— start of Data rows —

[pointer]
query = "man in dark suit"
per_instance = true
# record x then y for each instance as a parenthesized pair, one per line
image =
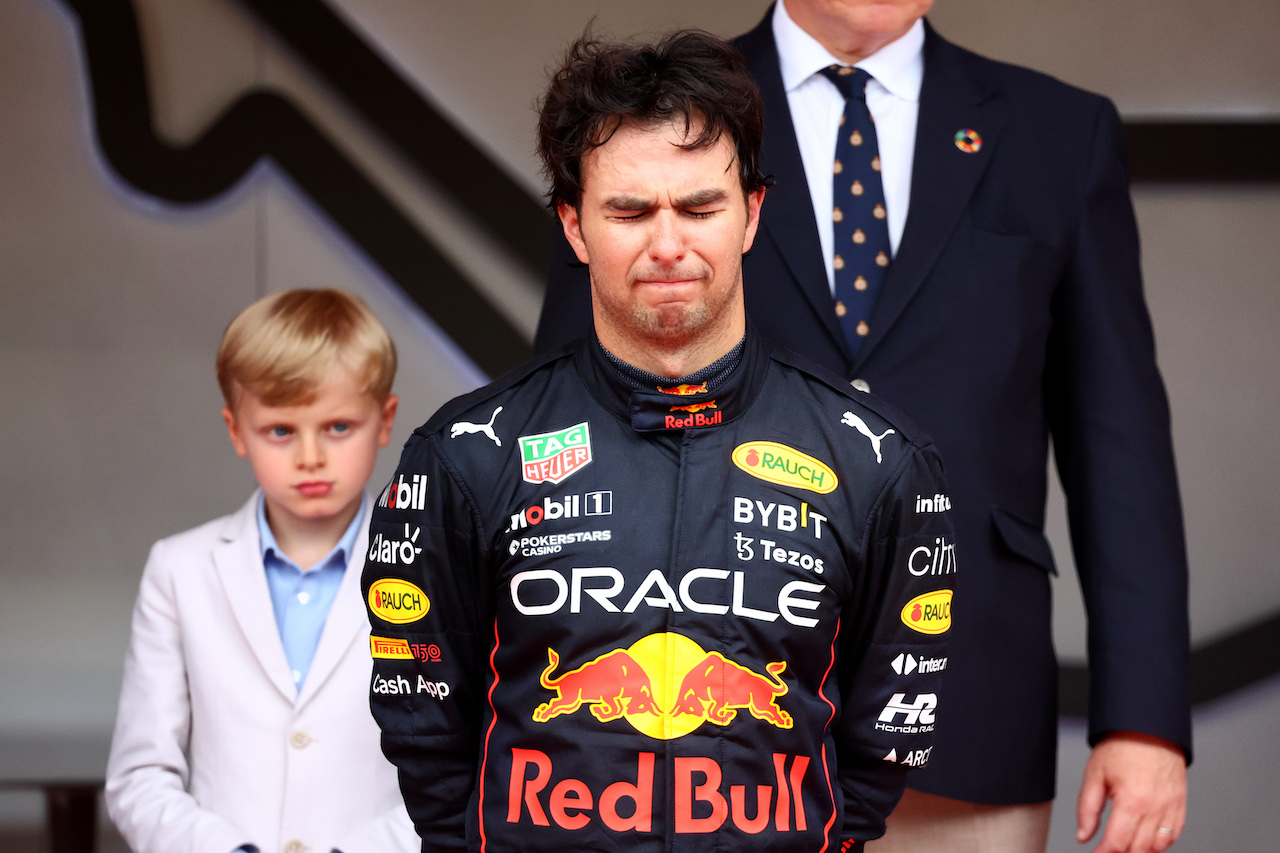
(979, 270)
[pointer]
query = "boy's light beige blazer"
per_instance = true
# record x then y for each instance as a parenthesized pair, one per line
(214, 747)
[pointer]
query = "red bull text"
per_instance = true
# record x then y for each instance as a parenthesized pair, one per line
(627, 806)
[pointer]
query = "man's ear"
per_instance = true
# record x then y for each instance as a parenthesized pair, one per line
(574, 231)
(754, 203)
(233, 432)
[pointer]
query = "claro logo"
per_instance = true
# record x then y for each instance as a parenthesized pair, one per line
(929, 614)
(785, 465)
(397, 601)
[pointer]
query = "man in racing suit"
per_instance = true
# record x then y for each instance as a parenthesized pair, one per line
(664, 589)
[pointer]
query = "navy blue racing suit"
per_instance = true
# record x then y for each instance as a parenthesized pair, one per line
(673, 619)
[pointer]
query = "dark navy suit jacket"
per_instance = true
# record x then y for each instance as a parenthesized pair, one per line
(1013, 313)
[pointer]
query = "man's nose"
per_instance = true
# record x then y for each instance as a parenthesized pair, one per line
(667, 240)
(310, 452)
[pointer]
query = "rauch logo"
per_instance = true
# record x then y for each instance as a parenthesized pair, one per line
(929, 614)
(785, 465)
(551, 457)
(397, 601)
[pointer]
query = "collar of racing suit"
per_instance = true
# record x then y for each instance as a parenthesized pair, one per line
(680, 406)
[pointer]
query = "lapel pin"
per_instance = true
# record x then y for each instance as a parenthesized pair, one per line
(969, 141)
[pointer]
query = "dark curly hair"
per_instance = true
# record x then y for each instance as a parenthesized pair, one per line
(689, 76)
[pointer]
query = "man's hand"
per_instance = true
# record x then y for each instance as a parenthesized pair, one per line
(1146, 780)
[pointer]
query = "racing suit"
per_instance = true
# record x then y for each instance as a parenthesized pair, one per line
(659, 620)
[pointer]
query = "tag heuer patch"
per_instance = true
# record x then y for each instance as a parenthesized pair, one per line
(551, 457)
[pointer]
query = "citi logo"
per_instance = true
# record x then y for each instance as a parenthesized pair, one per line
(906, 664)
(401, 495)
(936, 503)
(938, 560)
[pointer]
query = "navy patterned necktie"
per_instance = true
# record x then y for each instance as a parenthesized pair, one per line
(860, 223)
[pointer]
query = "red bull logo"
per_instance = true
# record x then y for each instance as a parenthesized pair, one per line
(626, 806)
(693, 409)
(639, 684)
(685, 389)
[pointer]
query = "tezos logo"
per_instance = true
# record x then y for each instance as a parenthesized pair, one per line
(397, 601)
(383, 550)
(929, 614)
(405, 495)
(551, 457)
(785, 465)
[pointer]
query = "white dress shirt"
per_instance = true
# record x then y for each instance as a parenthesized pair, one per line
(892, 97)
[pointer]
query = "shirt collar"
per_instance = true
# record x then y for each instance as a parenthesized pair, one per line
(338, 556)
(676, 407)
(899, 65)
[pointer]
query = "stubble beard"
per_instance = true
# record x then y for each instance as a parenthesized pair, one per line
(676, 323)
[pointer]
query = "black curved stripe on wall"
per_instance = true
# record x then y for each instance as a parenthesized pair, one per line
(429, 140)
(1217, 669)
(264, 124)
(1203, 151)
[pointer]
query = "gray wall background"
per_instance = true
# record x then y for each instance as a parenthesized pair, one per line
(112, 306)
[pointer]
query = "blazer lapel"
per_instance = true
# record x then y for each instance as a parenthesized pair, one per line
(238, 561)
(787, 219)
(347, 620)
(942, 176)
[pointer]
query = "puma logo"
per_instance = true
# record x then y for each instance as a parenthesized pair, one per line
(850, 419)
(462, 428)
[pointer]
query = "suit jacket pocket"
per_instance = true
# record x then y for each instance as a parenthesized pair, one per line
(1024, 538)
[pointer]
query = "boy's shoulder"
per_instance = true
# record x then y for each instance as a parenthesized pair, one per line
(204, 537)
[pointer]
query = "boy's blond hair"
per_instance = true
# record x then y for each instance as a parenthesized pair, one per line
(282, 346)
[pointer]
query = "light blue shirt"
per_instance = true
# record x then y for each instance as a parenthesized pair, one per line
(301, 600)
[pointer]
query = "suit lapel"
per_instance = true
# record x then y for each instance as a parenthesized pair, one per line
(238, 561)
(942, 176)
(346, 621)
(787, 219)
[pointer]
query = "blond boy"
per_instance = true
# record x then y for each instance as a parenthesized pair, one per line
(243, 720)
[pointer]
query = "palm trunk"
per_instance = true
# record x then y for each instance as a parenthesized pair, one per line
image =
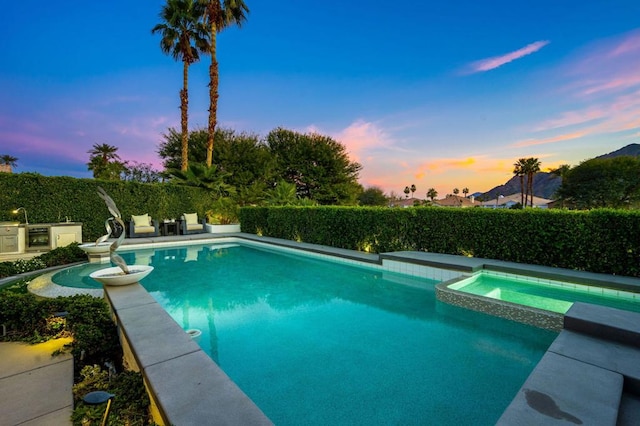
(184, 107)
(522, 191)
(213, 94)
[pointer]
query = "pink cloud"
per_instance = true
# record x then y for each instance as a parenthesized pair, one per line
(497, 61)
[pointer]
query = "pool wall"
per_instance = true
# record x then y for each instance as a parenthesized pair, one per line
(185, 386)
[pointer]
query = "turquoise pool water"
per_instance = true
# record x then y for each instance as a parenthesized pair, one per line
(544, 294)
(320, 343)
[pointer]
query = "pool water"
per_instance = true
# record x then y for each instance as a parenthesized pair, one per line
(544, 294)
(322, 343)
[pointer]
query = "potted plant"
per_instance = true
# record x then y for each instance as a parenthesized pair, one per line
(223, 216)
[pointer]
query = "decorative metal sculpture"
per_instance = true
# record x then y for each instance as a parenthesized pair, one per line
(116, 216)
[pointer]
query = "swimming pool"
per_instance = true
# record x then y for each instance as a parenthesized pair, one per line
(550, 295)
(317, 342)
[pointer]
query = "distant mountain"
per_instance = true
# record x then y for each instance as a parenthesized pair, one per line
(546, 184)
(632, 150)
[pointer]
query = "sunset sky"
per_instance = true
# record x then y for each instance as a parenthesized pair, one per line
(438, 94)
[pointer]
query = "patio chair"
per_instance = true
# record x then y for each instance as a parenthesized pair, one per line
(190, 224)
(143, 226)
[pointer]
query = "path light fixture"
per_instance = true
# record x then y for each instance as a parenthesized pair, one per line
(100, 397)
(26, 221)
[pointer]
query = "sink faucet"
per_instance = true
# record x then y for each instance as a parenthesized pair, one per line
(26, 221)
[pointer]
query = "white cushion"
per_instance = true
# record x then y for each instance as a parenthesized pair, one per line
(141, 220)
(191, 218)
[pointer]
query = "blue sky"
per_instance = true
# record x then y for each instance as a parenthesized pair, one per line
(436, 94)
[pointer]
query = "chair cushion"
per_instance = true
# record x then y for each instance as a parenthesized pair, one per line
(144, 229)
(141, 220)
(191, 218)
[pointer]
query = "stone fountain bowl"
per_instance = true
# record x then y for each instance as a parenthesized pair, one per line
(115, 276)
(93, 248)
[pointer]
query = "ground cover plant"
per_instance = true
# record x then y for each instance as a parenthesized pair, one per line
(95, 347)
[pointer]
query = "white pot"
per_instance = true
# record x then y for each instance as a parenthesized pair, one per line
(115, 276)
(220, 229)
(93, 248)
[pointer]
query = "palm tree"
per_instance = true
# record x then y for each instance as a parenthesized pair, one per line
(8, 160)
(518, 170)
(432, 193)
(183, 35)
(218, 16)
(533, 167)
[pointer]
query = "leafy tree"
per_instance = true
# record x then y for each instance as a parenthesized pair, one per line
(373, 196)
(183, 35)
(603, 182)
(105, 162)
(209, 178)
(218, 16)
(9, 160)
(140, 172)
(318, 166)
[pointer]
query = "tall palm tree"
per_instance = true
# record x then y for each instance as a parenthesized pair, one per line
(518, 170)
(183, 35)
(432, 193)
(533, 167)
(219, 14)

— end of Data rows —

(Short task)
Update all the records above by replacing "parenthesized pair" with "coordinate pair" and leaving everything else unchanged. Omit the pictures from your answer.

(Finished exercise)
[pointer]
query = "man in dark suit"
per_instance = true
# record x then y for each instance as a coordinate pair, one per line
image =
(979, 270)
[pointer]
query = "boy's light beige blazer"
per_instance = true
# record x then y for each instance as a coordinate pair, one per line
(214, 747)
[pointer]
query = "red bull text"
per_instance = true
# record x then y for each instance as a coordinate pair, one per line
(627, 806)
[pointer]
query = "man's ear"
per_instance = true
# record x then y for each instance as a coordinate pair, one per line
(574, 231)
(754, 203)
(233, 432)
[pointer]
query = "claro logo"
per_instance = true
# record x then y for each instance as a coordinate pair, one per line
(929, 614)
(785, 465)
(397, 601)
[pointer]
query = "man in racing suit"
per_instance = true
# record x then y for each instance as a coordinate pair, one per line
(664, 589)
[pointer]
query = "navy blue racing suit"
per_instance = true
# record x then y for each instance as a coordinate pair, one per line
(673, 619)
[pointer]
query = "dark navy suit jacket"
per_instance = true
# record x then y for each instance as a coordinate pair, one per line
(1013, 313)
[pointer]
query = "man's nose"
per_instance = true
# record x then y for each instance as a coordinate pair, one per line
(667, 240)
(310, 452)
[pointer]
query = "rauch logo"
per_instance = true
# record x then y for each instance as a coordinate pair, one per line
(929, 614)
(785, 465)
(551, 457)
(397, 601)
[pointer]
query = "collar of racing suit"
per_instance = true
# record x then y for each instance as a coordinate pair, one per line
(680, 406)
[pointer]
query = "lapel pin"
per_instance = true
# record x then y for each instance as a coordinate pair, one per line
(969, 141)
[pointer]
query = "dark curly hair"
per_instance = true
# record x then y for each instance as a coordinate pair, one per line
(689, 76)
[pointer]
query = "man's hand"
per_instance = true
# record x then y for each instance as a coordinate pair, one per line
(1146, 780)
[pointer]
query = "racing suit"
per_instance = true
# record x then y for each instance as a coordinate pair, one per line
(659, 620)
[pointer]
query = "tag heuer patch"
per_instance = true
# record x then y for each instance as a coordinate pair, one per line
(551, 457)
[pointer]
query = "citi logo"
per_instance = true
# record x then y for each instance as a coordinate pair, one per line
(906, 664)
(401, 495)
(936, 503)
(938, 560)
[pointer]
query = "navy patterned necktie"
per_instance = true
# record x then y for each instance as a coordinate pair, one per line
(860, 223)
[pointer]
query = "red bull logo"
per_instance = true
# record x then y for each instance as a coordinate pair, one per line
(626, 806)
(693, 409)
(639, 684)
(685, 389)
[pointer]
query = "tezos logo"
per_instance = true
# record x then y for each instance as a coordinate pair, one per line
(397, 601)
(383, 550)
(929, 614)
(405, 495)
(551, 457)
(785, 465)
[pointer]
query = "white dress shirt"
per_instance = true
# record x then y for each instance as a coordinate pair, one per line
(892, 97)
[pointer]
query = "shirt collar"
per_instance = true
# record x then y for each instance as a coordinate pair, one per line
(338, 556)
(676, 407)
(899, 65)
[pointer]
query = "stubble beard"
per_instance = true
# record x then y for each instance as a coordinate pair, one per line
(676, 323)
[pointer]
query = "black curved stripe on wall"
per_instance = true
# record x then y for each instance as a coordinate pair, one per line
(429, 140)
(1217, 669)
(264, 124)
(1203, 151)
[pointer]
query = "gray wall background"
per_instance = true
# record x then y for each instance as a coordinate pair, one per line
(112, 306)
[pointer]
query = "blazer lapel"
per_instance = true
# record x then y for each instance as a coordinate pair, one per line
(238, 561)
(787, 219)
(347, 620)
(942, 176)
[pointer]
query = "puma logo"
per_instance = true
# record x then y for each instance as a coordinate pair, one per line
(850, 419)
(462, 428)
[pointer]
query = "suit jacket pocket"
per_instance = true
# record x then y for each instance as a coordinate pair, one per line
(1024, 538)
[pointer]
query = "boy's shoulder"
per_instance = true
# record x then y for each instance as a coordinate pair, one per line
(204, 537)
[pointer]
query = "boy's blond hair"
per_instance = true
# record x then y for each instance as a coordinate pair, one per line
(282, 346)
[pointer]
query = "light blue shirt"
per_instance = true
# record x then y for each instance as a coordinate pair, one per line
(301, 600)
[pointer]
query = "suit lapel"
per_instance = true
# record x then y for each instance as a coordinate pair, one per line
(238, 561)
(942, 176)
(346, 621)
(787, 219)
[pointer]
query = "blond boy"
per_instance = true
# record x then y for each instance as a coordinate pair, one per line
(243, 720)
[pointer]
query = "palm trunk"
per_instance = true
# record x then y for each instance as a coordinate pair, one per line
image =
(184, 107)
(522, 191)
(213, 94)
[pointer]
query = "pink cloud"
per_instance = true
# record x then y for each instance as a coordinate pair, one per line
(497, 61)
[pointer]
query = "pool wall"
per_instance = true
# record x then y for each instance as a coordinate pair, one per line
(185, 386)
[pointer]
query = "turquoise pool water"
per_instance = true
# record x then y for each instance as a coordinate pair, one per line
(544, 294)
(320, 343)
[pointer]
query = "pool water"
per_instance = true
# record x then y for each instance as a coordinate pair, one per line
(544, 294)
(322, 343)
[pointer]
query = "potted plant"
per_instance = true
# record x then y for each instance as a coordinate pair, one per line
(223, 216)
[pointer]
query = "decorative metal sculpture"
per_instance = true
# record x then y for each instance as a coordinate pair, one per line
(116, 216)
[pointer]
query = "swimming pool"
per_instance = true
# record x then y for each instance as a coordinate pair, one per line
(550, 295)
(317, 342)
[pointer]
query = "distant mountain"
per_instance = true
# record x then y for each instance as a coordinate pair, one per line
(546, 184)
(632, 150)
[pointer]
query = "sunset sky"
per_instance = true
# record x then y for each instance as a coordinate pair, one per line
(438, 94)
[pointer]
query = "patio chair"
per_instance = true
# record x then y for each instance as a coordinate pair, one per line
(190, 224)
(143, 226)
[pointer]
query = "path light fixture"
per_instance = true
# record x then y for each instance as a coordinate pair, one per line
(100, 397)
(26, 221)
[pointer]
query = "sink faucet"
per_instance = true
# record x then y for each instance as a coordinate pair, one per line
(26, 221)
[pointer]
query = "white cushion"
per_instance = true
# record x then y for each instance as a coordinate pair, one per line
(141, 220)
(191, 218)
[pointer]
query = "blue sky"
per_instance = true
# record x then y for each instance as a coordinate pair, one per line
(436, 94)
[pointer]
query = "chair cushion"
per_instance = true
# record x then y for each instance as a coordinate pair, one per line
(144, 229)
(141, 220)
(191, 218)
[pointer]
query = "stone fountain bowl"
per_instance = true
# record x then y for each instance as a coordinate pair, one per line
(115, 276)
(93, 248)
[pointer]
query = "ground cover plant"
per_instance = true
# record x then y for each instance as a coordinate pair, one per line
(95, 347)
[pointer]
query = "white pot"
per_instance = true
# record x then y for each instance as a coordinate pair, one per line
(115, 276)
(220, 229)
(93, 248)
[pointer]
query = "palm tree"
per_instance = true
# record x then y for each instance as a coordinate pair, one per line
(8, 160)
(518, 170)
(432, 193)
(183, 35)
(218, 16)
(533, 167)
[pointer]
query = "leafy tree"
per_instance = true
# record x then y for each instance as a coordinate pair, one per line
(373, 196)
(183, 35)
(603, 182)
(105, 162)
(209, 178)
(218, 16)
(9, 160)
(140, 172)
(318, 166)
[pointer]
query = "tall palm tree"
per_instance = true
# record x then y for each instance as a coordinate pair, one per line
(518, 170)
(183, 35)
(432, 193)
(533, 167)
(219, 14)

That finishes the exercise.